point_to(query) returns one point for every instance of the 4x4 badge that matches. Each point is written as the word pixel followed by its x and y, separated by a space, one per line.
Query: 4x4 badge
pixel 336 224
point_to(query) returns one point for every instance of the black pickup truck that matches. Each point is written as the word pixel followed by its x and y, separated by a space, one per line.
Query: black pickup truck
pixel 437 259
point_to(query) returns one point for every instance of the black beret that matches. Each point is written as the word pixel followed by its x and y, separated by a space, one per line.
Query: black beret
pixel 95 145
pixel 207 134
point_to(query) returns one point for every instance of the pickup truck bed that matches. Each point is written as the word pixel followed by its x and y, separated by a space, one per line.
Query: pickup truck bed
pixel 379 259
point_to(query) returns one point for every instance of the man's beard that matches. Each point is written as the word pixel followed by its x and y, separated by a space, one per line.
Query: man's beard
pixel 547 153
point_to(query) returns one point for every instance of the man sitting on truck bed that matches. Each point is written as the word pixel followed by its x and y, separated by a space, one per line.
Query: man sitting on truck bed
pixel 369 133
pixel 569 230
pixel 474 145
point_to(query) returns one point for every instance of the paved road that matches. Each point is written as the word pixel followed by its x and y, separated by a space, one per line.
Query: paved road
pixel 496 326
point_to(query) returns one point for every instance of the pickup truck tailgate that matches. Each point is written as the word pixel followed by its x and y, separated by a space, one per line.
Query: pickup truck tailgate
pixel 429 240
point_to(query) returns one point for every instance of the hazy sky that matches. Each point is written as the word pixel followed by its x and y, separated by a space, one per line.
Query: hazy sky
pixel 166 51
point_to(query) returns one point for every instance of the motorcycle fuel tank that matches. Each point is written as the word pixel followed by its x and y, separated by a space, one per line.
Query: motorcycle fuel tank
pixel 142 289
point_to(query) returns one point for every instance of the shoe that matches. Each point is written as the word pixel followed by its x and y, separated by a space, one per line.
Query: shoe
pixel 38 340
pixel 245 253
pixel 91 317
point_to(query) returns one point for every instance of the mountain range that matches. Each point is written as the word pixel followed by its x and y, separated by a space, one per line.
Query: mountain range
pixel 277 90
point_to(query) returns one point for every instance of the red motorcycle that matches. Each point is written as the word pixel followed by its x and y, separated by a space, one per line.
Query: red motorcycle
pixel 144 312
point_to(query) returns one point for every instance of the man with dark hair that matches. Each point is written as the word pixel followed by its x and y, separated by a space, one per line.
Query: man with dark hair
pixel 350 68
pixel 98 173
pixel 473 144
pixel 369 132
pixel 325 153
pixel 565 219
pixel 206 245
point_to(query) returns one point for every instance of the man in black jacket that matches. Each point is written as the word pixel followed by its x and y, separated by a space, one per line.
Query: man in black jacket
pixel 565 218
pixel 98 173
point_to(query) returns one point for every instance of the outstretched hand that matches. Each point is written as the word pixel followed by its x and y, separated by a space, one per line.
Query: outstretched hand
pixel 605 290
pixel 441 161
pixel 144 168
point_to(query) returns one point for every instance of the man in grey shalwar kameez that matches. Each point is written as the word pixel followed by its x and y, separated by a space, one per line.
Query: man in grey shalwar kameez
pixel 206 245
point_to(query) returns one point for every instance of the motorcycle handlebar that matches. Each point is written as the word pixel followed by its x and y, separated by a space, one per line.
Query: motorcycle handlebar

************

→ Problem details: Quote the data in full, keeping each word unchanged.

→ Completed exercise:
point_to(query) returns one point for every instance of the 4x4 badge that matches. Each point is written as the word pixel followed by its x and y, separated by a space, one per line.
Query: 4x4 badge
pixel 336 224
point_to(query) returns one point for every instance of the black pickup truck that matches. Each point is written as the word pixel followed by its x and y, separated by a space, one per line.
Query: black pickup truck
pixel 437 259
point_to(query) returns one point for every instance of the black beret that matches. Each point is written as the word pixel followed by its x and y, separated by a space, one per line.
Query: black beret
pixel 95 145
pixel 207 134
point_to(query) returns one point for every instance of the pickup truck bed that matches. Each point is written as the word pixel followed by its x and y, separated by a space, one per line.
Query: pickup truck bed
pixel 379 259
point_to(query) returns one point for every instance of the man's beard that matches. Each point is written as the word pixel followed by its x and y, separated by a space, one per line.
Query: man's beard
pixel 547 153
point_to(query) returns one point for every instance of the man sitting on truck bed that matches. Each point is written as the word pixel followed by its x and y, separated by a space, one per line.
Query: man sitting on truck bed
pixel 369 133
pixel 569 230
pixel 474 145
point_to(query) returns one point for every instance of the paved road that matches. Each point is written as the word pixel followed by its x and y, separated by a space, one per line.
Query: paved road
pixel 496 326
point_to(query) returns one point for every instance of the pickup truck tailgate that matches. Each point is written as the word pixel followed by its x and y, separated by a space, one per line.
Query: pickup truck tailgate
pixel 429 240
point_to(query) returns one point for every instance of the hazy sky that matches. Each point is written as the word pixel followed by its x and y, separated by a space, one per line.
Query: hazy sky
pixel 166 51
point_to(query) returns one point for every instance of the motorcycle fuel tank that matches. Each point is written as the word pixel followed by its x and y, separated by a space, one per line.
Query: motorcycle fuel tank
pixel 142 289
point_to(query) returns one point for every instance of the shoe that matches. Each point is written as the word pixel followed by its x and y, separated by a space, one per line.
Query: shoe
pixel 38 340
pixel 245 253
pixel 91 317
point_to(query) returns one point for every instance of the mountain range that matches. Each point is written as the word pixel followed by its x and y, separated by a space, one per line.
Query: mountain range
pixel 277 90
point_to(query) returns one point for every instance of the red motorcycle that matches. Each point is written as the word pixel followed by its x and y, separated by a space, one per line.
Query: red motorcycle
pixel 144 312
point_to(query) returns one point for every instance of the man with dark hair that matches. Each point is written as the word pixel followed by its x and y, separated by a space, one per line.
Query: man with dark hair
pixel 350 68
pixel 98 173
pixel 473 144
pixel 369 132
pixel 325 153
pixel 565 219
pixel 206 245
point_to(query) returns one point for every instance of the man in black jacket that matches. Each point is written as the word pixel followed by its x and y, separated by a space, one per line.
Query: man in black jacket
pixel 565 218
pixel 98 173
point_to(query) returns one point for every instance of the outstretched hand that matches. Each point is written as the word pixel followed by its x and y, separated by a space, one per line.
Query: outstretched hand
pixel 605 290
pixel 441 161
pixel 144 168
point_to(query) returns one point for every instance of the man in grey shalwar kameez that matches. Each point is written as the word pixel followed by its x and y, separated by a space, one per line.
Query: man in grey shalwar kameez
pixel 206 245
point_to(query) returns one point for every instance of the motorcycle handlebar that matches. Each point is written as the word pixel followed by its x and y, separated by a space, one per line.
Query: motorcycle handlebar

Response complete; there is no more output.